** Prompt 1 **
Decide whether each statement below agrees with the passage on auditors and insurance, and support each yes or no with the deciding words quoted from it. (a) The present auditors will retire at the 34th Annual General Meeting. (b) The proposed reappointment of the auditors covers three years. (c) Only the immovable properties of the Company are insured.
** Prompt 2 **
Extend the passage on auditors and insurance beyond its final sentence.

** Given text **
────────
The present Auditors of the Company M/s. Shah & Shah Associates, Chartered Accounts, Ahmedabad, will retire at the ensuing 34th Annual General Meeting. The Company has obtained from them consent to the effect that their reappointment as Auditors of the Company for period of 2 years commencing from the Financial Year 2015-16 to 2016-17, if made, will be in accordance with the provisions of Section 139 and 141 of the Companies Act, 2013. The remarks of Auditor are self explanatory and have been explained in Notes on Accounts.

17.2 INSURANCE:

The movable and immovable properties of the Company including plant and Machinery and stocks wherever necessary and to the extent required have been adequately insured against the risks of fire, riot, strike, malicious damage etc. as per the consistent policy of the Company.
────────
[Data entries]

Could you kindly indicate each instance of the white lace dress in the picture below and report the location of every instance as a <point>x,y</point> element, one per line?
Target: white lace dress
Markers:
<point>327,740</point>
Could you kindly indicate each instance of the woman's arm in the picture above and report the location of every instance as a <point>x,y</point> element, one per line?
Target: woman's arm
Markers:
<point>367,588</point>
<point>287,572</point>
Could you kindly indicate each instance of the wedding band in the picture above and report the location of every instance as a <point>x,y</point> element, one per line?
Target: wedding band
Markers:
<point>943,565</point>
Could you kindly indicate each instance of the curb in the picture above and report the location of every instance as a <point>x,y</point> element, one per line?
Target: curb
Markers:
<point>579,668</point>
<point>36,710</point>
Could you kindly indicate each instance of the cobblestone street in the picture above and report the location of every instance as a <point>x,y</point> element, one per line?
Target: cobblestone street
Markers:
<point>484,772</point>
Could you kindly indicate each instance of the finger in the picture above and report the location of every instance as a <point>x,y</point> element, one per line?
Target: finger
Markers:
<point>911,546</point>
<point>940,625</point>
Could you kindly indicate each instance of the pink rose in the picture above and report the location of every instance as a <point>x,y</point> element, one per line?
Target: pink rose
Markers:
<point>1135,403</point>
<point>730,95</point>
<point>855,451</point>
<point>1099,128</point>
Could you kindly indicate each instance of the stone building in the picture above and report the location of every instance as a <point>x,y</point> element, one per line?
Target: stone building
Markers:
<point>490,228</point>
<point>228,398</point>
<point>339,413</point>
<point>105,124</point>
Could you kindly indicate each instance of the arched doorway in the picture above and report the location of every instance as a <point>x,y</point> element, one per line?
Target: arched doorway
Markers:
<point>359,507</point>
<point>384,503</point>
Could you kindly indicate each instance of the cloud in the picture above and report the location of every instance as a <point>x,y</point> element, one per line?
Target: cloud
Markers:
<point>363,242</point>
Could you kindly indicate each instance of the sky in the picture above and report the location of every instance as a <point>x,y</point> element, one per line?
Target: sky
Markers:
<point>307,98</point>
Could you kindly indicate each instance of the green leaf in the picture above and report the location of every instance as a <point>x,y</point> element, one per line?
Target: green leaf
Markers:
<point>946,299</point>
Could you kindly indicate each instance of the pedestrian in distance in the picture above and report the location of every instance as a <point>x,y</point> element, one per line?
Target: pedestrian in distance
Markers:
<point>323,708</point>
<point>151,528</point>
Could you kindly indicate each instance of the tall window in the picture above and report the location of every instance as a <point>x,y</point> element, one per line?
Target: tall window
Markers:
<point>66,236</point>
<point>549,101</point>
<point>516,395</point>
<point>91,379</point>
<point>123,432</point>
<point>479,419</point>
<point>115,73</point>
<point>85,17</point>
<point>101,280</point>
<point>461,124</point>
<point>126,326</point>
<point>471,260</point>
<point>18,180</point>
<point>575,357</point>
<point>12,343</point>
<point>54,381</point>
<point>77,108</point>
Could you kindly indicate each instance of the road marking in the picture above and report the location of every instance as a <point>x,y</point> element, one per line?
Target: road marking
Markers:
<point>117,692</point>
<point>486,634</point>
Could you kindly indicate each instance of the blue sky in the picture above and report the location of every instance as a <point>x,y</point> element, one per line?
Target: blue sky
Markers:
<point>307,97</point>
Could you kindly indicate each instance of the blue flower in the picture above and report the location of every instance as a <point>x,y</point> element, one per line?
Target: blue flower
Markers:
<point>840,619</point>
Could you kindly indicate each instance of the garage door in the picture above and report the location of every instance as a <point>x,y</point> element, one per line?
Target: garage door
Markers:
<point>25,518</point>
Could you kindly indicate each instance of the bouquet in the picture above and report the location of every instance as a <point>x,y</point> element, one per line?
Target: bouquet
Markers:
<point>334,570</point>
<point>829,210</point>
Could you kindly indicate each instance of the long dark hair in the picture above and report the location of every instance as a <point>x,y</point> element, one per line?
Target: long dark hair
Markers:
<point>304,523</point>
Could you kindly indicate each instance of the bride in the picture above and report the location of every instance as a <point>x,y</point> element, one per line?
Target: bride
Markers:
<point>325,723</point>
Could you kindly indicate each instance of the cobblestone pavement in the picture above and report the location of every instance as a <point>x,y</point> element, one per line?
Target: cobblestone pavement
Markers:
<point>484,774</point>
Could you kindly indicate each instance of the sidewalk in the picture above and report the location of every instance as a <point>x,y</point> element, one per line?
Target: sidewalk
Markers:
────────
** Exercise result 1 **
(a) Yes: "will retire at the ensuing 34th Annual General Meeting"
(b) No: "for period of 2 years commencing from the Financial Year 2015-16 to 2016-17"
(c) No: "The movable and immovable properties of the Company including plant and Machinery and stocks"

** Exercise result 2 **
17.3 DEPOSITS:

The Company has not accepted during the year under review any Deposits and there were no overdue deposits.

17.4 RISKS MANAGEMENT POLICY:

The Company has a risk management policy, which from time to time, is reviewed by the Audit Committee of Directors as well as by the Board of Directors. The Policy is reviewed quarterly by assessing the threats and opportunities that will impact the objectives set for the Company as a whole. The Policy is designed to provide the categorization of risk into threat and its cause, impact, treatment and control measures. As part of the Risk Management policy, the relevant parameters for protection of environment, safety of operations and health of people at work and monitored regularly with reference to statutory regulations and guidelines defined by the Company.

17.5 SUBSIDIARIES/ASSOCIATES/JVS:

The Company does not have any Subsidiaries/ Associates Companies / JVs.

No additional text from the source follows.